TASK INSTRUCTIONS
**a.** From the forum thread on fast-growing Limnophila sessiliflora, return the passage starting with "I've got a problem" and going on through "level of CO2?", word for word.
**b.** In the forum thread on fast-growing Limnophila sessiliflora, how much does the first poster say the plant grows per week?
**c.** Extend the forum thread on fast-growing Limnophila sessiliflora from the point where it stops.

Segment Start: EXTRACT TO READ

# Too fast growth of Limnophila sessiliflora



## dzoni (Oct 28, 2005)

I've got a problem with Limnophila sessiliflora - it is growing just too fast (about 40cm/16inches per week), with very big gaps between individual leaves sets. I placed this thread to fertilizing section because I think, that it is a chemistry problem - not light. 

Aquarium parameters:

50 gallons
3 WPG
NO3 20 ppm
PO4 1 ppm
Plantex CSM 30 ml weekly
CO2 more than 30 ppm (don't know exactly)
KH 10
GH 22

All other plants are fine - everything is pearling all the time...can anyone help on this? Could it be caused by too high level of CO2?


----------



## dukydaf (Aug 31, 2004)

Maybe it is Cabomba aquatica.You can see it for real so you know better but just considder this:

If it is Cabomba then the more light and Co2 you will have the bigger the gap between the nodes.


----------



## 247Plants (Mar 23, 2006)

Yep thats cabomba...i have about 50 stems in my 65gal and i get the same thing


----------



## dzoni (Oct 28, 2005)

Yes, you are right - there are two stems of cabomba among that sessiflora and the growth is more or less the same... so there is no way to avoid it?


----------



## Mnemia (Nov 23, 2004)

dzoni said:


> Yes, you are right - there are two stems of cabomba among that sessiflora and the growth is more or less the same... so there is no way to avoid it?

Segment End: EXTRACT TO READ
Segment Start: RECORD SET

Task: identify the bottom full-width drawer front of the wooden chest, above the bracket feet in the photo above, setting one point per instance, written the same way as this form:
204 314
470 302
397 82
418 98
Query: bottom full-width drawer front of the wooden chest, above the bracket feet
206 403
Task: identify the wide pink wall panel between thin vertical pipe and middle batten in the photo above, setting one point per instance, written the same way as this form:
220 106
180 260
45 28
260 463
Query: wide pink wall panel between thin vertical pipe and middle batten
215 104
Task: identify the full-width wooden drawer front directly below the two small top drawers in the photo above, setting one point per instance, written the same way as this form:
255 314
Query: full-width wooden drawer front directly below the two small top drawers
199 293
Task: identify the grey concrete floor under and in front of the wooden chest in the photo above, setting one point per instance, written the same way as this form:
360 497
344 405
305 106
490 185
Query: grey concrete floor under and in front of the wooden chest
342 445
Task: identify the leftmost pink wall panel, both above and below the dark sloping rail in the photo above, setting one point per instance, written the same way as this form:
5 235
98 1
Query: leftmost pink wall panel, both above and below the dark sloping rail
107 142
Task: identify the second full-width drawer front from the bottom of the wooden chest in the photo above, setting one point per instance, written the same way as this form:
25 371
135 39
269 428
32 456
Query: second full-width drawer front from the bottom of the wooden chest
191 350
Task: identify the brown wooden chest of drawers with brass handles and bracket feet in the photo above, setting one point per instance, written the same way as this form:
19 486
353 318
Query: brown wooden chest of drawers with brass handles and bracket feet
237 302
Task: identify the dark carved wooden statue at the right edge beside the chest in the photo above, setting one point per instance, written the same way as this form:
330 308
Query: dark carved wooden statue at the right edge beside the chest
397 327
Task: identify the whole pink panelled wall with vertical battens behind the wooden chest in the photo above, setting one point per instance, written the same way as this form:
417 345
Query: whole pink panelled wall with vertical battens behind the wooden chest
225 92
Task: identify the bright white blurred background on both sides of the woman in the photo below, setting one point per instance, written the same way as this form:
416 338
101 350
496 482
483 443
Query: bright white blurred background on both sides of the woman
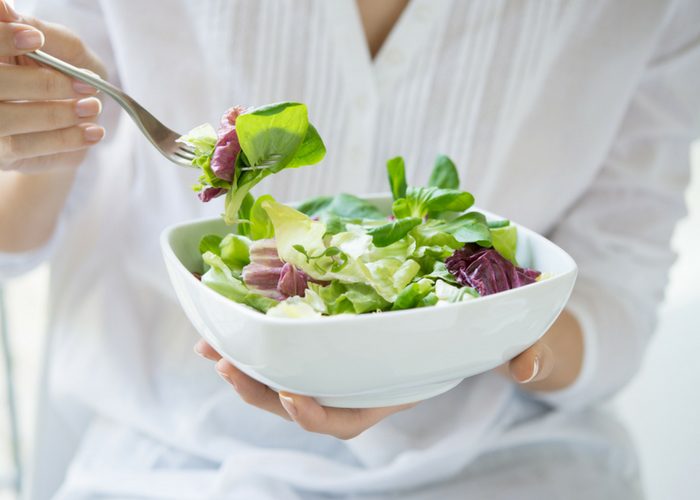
661 407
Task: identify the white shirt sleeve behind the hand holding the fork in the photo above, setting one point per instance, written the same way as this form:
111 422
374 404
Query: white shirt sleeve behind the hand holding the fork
85 18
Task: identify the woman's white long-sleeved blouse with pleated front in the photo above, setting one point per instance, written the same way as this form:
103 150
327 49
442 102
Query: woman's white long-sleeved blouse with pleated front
573 118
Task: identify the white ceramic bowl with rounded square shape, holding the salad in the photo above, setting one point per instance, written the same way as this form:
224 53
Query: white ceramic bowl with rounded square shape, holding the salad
372 359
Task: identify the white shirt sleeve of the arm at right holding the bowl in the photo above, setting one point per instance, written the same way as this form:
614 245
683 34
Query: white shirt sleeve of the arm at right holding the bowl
619 232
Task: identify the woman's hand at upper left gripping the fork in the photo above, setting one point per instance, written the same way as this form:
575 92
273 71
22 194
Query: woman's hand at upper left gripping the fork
47 119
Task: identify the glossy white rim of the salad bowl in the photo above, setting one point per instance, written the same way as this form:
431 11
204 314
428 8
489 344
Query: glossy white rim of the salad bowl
169 253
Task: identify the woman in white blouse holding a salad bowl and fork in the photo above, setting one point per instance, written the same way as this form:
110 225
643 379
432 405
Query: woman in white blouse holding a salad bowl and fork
573 118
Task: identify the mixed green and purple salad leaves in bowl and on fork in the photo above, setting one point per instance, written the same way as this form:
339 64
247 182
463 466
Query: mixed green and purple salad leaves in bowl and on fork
340 254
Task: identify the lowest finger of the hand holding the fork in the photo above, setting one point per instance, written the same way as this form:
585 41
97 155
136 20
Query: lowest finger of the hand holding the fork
23 146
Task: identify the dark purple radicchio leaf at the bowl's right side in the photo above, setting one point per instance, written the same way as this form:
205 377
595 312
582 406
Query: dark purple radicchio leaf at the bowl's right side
487 271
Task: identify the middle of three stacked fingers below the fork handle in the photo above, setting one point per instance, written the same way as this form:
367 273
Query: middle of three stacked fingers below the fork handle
38 116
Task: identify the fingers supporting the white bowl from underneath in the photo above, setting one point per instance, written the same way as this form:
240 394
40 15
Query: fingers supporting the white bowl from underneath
305 411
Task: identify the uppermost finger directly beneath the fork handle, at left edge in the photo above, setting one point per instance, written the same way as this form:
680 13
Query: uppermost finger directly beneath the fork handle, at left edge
18 83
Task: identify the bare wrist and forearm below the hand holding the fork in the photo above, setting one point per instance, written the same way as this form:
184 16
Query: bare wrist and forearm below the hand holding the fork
30 205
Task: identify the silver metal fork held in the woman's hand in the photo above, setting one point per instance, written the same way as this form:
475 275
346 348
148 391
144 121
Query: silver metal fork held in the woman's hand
158 134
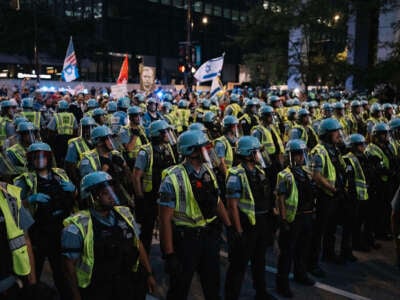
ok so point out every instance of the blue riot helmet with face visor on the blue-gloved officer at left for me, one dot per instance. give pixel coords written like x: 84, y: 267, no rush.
x: 39, y: 156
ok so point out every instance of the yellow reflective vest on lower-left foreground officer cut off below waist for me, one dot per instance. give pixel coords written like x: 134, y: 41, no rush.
x: 83, y: 221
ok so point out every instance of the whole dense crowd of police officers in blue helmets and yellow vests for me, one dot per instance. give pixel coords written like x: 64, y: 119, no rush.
x: 86, y: 183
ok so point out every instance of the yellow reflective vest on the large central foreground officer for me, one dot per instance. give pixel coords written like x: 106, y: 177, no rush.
x: 187, y: 211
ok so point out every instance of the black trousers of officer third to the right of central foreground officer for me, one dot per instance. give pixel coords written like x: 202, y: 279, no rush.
x: 324, y: 229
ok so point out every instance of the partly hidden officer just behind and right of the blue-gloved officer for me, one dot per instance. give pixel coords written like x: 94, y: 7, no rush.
x: 77, y: 146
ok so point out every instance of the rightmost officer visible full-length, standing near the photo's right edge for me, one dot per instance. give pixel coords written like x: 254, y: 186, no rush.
x: 381, y: 156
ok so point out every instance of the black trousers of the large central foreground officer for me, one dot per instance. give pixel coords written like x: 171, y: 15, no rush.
x: 197, y: 250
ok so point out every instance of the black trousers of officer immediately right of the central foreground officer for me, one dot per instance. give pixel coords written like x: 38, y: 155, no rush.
x: 252, y: 247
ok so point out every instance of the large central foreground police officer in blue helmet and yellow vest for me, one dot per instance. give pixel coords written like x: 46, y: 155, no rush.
x: 189, y: 205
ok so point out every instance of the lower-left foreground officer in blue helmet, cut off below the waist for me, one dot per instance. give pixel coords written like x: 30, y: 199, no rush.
x: 101, y: 246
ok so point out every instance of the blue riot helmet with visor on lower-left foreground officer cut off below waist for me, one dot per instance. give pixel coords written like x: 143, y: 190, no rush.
x: 98, y: 188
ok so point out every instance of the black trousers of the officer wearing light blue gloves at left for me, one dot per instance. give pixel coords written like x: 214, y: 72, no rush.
x: 49, y: 245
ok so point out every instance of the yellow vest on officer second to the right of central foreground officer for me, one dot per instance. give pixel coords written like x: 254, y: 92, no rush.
x: 292, y: 200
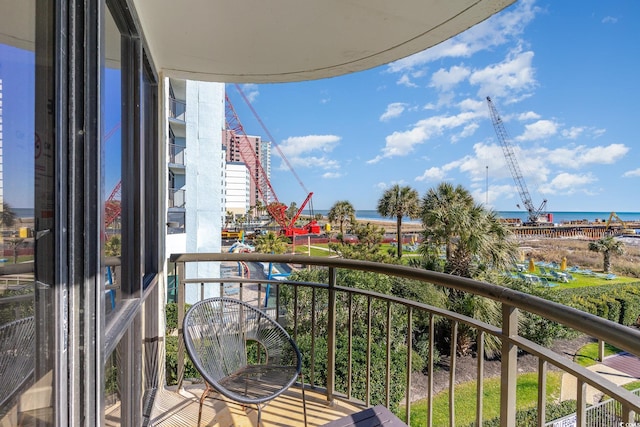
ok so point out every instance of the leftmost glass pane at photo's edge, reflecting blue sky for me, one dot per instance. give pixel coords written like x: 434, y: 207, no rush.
x: 20, y: 403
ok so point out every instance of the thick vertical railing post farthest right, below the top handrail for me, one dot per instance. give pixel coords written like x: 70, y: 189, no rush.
x: 509, y: 368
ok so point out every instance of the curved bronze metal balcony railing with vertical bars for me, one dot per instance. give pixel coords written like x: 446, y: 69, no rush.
x: 332, y: 317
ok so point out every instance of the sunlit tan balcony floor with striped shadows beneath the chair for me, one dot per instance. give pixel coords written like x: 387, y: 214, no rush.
x: 173, y: 409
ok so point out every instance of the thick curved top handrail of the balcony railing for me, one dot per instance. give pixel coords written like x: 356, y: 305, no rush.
x: 618, y: 335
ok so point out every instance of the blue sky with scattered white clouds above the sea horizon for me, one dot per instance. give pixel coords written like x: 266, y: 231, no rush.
x: 564, y: 77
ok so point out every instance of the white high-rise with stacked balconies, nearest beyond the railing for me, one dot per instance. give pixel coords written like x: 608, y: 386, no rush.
x: 196, y: 171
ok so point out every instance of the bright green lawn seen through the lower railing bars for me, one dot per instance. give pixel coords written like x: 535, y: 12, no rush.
x: 465, y: 400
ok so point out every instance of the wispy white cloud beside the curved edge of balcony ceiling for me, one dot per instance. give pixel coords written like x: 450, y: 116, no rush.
x: 495, y: 31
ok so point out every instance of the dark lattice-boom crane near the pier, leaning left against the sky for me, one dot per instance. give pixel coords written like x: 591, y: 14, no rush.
x: 535, y: 215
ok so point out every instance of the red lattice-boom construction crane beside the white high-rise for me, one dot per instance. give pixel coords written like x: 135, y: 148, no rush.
x: 276, y: 209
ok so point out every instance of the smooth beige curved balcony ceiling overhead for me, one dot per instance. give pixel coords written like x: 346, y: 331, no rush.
x: 291, y: 40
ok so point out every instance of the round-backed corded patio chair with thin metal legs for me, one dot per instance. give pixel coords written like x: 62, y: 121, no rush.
x: 216, y: 334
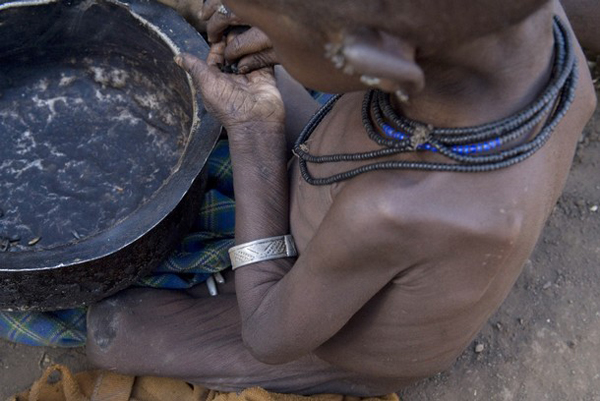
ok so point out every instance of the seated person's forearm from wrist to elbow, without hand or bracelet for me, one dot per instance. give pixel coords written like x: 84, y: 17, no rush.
x: 261, y: 192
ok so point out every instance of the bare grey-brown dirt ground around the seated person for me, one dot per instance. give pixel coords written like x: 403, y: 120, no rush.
x: 543, y: 343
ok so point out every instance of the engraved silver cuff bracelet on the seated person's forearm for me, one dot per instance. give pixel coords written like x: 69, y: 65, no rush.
x: 263, y: 249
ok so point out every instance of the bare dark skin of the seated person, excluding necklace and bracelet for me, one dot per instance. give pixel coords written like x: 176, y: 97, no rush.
x: 398, y: 270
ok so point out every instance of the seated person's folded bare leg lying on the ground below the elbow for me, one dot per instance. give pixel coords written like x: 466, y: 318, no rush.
x: 172, y: 334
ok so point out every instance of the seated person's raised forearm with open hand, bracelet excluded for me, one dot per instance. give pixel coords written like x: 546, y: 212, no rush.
x: 251, y: 109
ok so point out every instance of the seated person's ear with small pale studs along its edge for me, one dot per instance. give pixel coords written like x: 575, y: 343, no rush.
x: 383, y: 61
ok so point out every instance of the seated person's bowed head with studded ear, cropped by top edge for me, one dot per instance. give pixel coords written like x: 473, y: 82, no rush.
x: 373, y: 38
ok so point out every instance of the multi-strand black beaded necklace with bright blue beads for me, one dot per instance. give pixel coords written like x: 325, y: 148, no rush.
x: 468, y: 148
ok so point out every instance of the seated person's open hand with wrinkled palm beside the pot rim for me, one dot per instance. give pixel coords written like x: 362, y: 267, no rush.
x: 247, y: 103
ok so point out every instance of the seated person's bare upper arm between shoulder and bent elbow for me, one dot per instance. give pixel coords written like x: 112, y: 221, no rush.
x: 349, y: 260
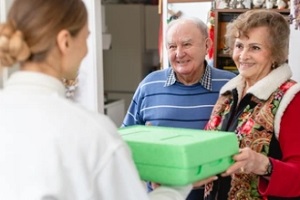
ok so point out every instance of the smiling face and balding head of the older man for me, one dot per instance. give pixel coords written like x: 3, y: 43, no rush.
x: 187, y: 49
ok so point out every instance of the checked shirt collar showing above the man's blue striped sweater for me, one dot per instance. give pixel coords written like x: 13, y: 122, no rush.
x: 205, y: 81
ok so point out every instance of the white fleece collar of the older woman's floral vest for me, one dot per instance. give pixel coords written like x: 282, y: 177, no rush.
x: 264, y: 87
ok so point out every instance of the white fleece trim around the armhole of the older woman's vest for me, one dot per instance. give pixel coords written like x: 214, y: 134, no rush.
x: 287, y: 98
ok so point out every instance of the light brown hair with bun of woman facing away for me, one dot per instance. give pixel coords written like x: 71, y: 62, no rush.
x: 32, y: 27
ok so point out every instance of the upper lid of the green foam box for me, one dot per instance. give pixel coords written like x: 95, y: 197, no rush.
x: 178, y: 147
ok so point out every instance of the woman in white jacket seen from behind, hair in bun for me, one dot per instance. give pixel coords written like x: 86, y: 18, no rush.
x: 50, y: 147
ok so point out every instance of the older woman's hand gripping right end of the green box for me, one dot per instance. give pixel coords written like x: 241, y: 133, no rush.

Segment End: RECORD SET

TASK ANSWERS
**a.**
I've got a problem with Limnophila sessiliflora - it is growing just too fast (about 40cm/16inches per week), with very big gaps between individual leaves sets. I placed this thread to fertilizing section because I think, that it is a chemistry problem - not light. 

Aquarium parameters:

50 gallons
3 WPG
NO3 20 ppm
PO4 1 ppm
Plantex CSM 30 ml weekly
CO2 more than 30 ppm (don't know exactly)
KH 10
GH 22

All other plants are fine - everything is pearling all the time...can anyone help on this? Could it be caused by too high level of CO2?

**b.** About 40 cm (16 inches) per week.

**c.**
Use a slightly slower growing plant. I got this stuff when I was just starting out but it grows way too fast under high light and hence requires constant maintenance and trimming to keep it from taking over the whole tank.


----------



## dzoni (Oct 28, 2005)

Mnemia, you are probably right. I will have to get rid of it - I just wanted to make sure, that there isn't some way to slow this plant down a bit, because I really like it


----------



## John S (Jan 18, 2005)

if you got another tank with not so much light put them in it i did that and it slowed way down and not so langy


----------



## Cavan Allen (Jul 22, 2004)

The green plant in that photo is not a _Cabomba_. _L. sessiflora_ is a lot more likely. It certainly is a _Limnophila_.

What is your tank temperature? Higher temperatures can contribute to legginess.


----------



## dzoni (Oct 28, 2005)

Temperature is about 25 C... and there are really both of these species (with the same problem), just the picture is not very clear. 

I believe now that it is a problem of too much light, but I always thought that lack of light causes plants to be leggy and not excess...

And also - when you notice Rotala rotundifolia on the right, it is also quite leggy and I saw it many times on pictures with tanks of higher wattages without this problem.


----------



## BryceM (Nov 6, 2005)

I'd suggest that if it's growing 16" per week (as it often does) then it's really not likely to be nutrient limited. IME, higher light = faster, but leggier growth with a few species, with cabomba being the worst. It really looked much better in my low-light, no CO2 setup. I finally got tired of trimming it in my higher-light tank and tossed it out.


----------



## GraFFix (Feb 24, 2005)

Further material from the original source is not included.